____ Available records

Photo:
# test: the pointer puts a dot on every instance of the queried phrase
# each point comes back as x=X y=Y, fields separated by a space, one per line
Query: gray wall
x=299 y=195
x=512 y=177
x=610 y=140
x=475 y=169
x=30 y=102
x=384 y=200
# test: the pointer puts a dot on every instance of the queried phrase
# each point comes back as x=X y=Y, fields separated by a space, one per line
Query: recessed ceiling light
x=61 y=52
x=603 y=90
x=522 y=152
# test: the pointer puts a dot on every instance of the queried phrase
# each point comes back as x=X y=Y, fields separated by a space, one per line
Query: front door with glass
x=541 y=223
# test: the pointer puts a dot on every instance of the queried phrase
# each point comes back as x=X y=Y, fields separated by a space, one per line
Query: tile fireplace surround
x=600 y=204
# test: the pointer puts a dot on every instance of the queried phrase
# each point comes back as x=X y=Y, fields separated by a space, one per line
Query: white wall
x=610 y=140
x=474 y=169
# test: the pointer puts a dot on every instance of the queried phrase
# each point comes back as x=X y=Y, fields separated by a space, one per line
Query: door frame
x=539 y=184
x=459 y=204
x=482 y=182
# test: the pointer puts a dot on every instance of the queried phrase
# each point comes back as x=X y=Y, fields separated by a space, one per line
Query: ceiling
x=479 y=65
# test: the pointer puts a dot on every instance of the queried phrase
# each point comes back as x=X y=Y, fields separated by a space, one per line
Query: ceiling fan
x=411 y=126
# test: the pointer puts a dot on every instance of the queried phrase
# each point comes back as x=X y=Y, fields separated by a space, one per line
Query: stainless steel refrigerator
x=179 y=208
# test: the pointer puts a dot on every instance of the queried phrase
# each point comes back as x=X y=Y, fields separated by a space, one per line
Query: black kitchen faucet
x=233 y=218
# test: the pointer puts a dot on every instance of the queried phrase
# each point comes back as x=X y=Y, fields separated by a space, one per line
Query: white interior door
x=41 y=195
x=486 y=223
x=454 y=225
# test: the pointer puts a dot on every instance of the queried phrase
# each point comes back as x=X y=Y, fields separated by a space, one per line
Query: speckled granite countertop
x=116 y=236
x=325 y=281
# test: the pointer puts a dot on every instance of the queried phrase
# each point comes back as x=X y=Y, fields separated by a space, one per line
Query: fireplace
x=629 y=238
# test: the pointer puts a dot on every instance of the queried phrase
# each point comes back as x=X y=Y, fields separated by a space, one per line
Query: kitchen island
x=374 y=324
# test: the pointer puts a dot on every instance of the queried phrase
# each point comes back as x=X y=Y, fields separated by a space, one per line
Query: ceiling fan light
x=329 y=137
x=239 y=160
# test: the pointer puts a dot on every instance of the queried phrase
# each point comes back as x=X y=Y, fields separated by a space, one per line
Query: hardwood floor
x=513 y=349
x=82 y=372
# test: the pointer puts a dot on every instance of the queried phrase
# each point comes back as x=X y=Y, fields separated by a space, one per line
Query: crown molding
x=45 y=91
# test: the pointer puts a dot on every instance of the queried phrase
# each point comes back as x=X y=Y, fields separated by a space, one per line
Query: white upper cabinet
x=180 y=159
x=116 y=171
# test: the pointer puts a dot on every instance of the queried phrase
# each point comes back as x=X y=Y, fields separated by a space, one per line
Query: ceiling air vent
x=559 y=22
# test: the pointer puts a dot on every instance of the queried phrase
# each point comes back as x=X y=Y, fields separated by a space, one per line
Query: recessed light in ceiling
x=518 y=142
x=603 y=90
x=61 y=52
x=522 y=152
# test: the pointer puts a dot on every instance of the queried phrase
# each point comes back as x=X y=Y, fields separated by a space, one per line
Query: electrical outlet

________

→ Task objective: Reproduce the entire listing above line for line, with no alterations.

→ Result:
Photo:
# test: the pointer puts a dot on every instance of the queried phrase
# each point comes back as x=X y=Y, fields separated by a space, one per line
Query: gray wall
x=299 y=195
x=512 y=177
x=610 y=140
x=475 y=169
x=30 y=102
x=384 y=200
# test: the pointer puts a dot on every instance of the queried phrase
# each point comes back as x=X y=Y, fields separated by a space, one per line
Query: recessed ceiling light
x=61 y=52
x=603 y=90
x=522 y=152
# test: the pointer puts a dot on every instance of the queried phrase
# each point comes back as x=X y=Y, fields separated by a space, one per line
Query: front door with glass
x=541 y=223
# test: the pointer puts a dot on every instance of the queried phrase
# each point comes back as x=X y=Y, fields separated by a space, one per line
Query: tile fireplace surround
x=600 y=204
# test: the pointer puts a dot on every instance of the queried phrase
# each point comes back as x=X y=Y, fields separated by a space, one per line
Query: white wall
x=610 y=140
x=474 y=169
# test: the pointer puts a dot on every instance of the queried phrase
# each point comes back as x=X y=Y, fields separated by a space, one per line
Query: door frame
x=539 y=184
x=459 y=204
x=482 y=182
# test: the pointer puts a dot on every instance of the queried phrase
# each point comes back as x=X y=Y, fields separated by a space, one per line
Query: ceiling
x=479 y=65
# test: the pointer puts a dot on every instance of the queried phrase
# each point comes back as x=X y=Y, fields separated by a space, one per line
Query: ceiling fan
x=411 y=126
# test: the pointer puts a dot on every instance of the queried phrase
# each point comes back as x=X y=Y, fields separated by a space, one per line
Query: stainless steel refrigerator
x=179 y=208
# test: the pointer puts a dot on every instance of the queried phrase
# each point comes back as x=X y=Y, fields separated by a space, one per line
Query: black kitchen faucet
x=233 y=218
# test: the pointer puts a dot on every instance of the queried phrase
# each point comes back as x=X y=Y, fields separated by a space, one per line
Query: white interior door
x=41 y=195
x=486 y=223
x=454 y=225
# test: the pointer puts a dot on every instance of the queried phrase
# each point comes back as x=X y=Y, fields separated by a space, one per line
Query: speckled granite countertop
x=116 y=236
x=325 y=281
# test: the pointer puts a dot on every instance of the queried phrase
# each point comes back as x=X y=Y, fields separated by a space, one per line
Query: fireplace
x=629 y=238
# test: the pointer puts a dot on every instance of the queried phrase
# each point comes back as x=X y=Y, fields separated by a space, one per line
Query: kitchen island
x=374 y=324
# test: the pointer puts a dot on every instance of the queried phrase
# each point comes back as x=X y=Y, fields separated by a space, one per line
Query: ceiling fan light
x=329 y=137
x=239 y=160
# test: the pointer puts a dot on every instance of the queried phrase
# each point comes back as x=X y=Y, fields separated by a space, one per line
Query: hardwood floor
x=513 y=349
x=82 y=372
# test: the pointer puts a dot on every instance of the queried phrase
# each point comes back as x=X y=Y, fields separated by a space, one per line
Query: crown molding
x=45 y=91
# test: the pointer puts a dot on every instance of the queried phrase
# each point comes back as x=X y=Y, fields separated by a space, one per line
Query: white upper cabinet
x=180 y=159
x=116 y=171
# test: the pointer puts a dot on every instance of the queried phrase
# each point comes back as x=X y=Y, fields separated by a space, one per line
Query: ceiling air vent
x=559 y=22
# test: the pointer puts a dot on every instance of the queried phrase
# each point comes back as x=X y=Y, fields separated by a space, one per line
Query: recessed light in ceiling
x=518 y=142
x=603 y=90
x=61 y=52
x=522 y=152
# test: the pointer puts a dot on every instance of the queried phrase
# each point comes back as x=X y=Y, fields separated by a space, one per line
Query: electrical outlet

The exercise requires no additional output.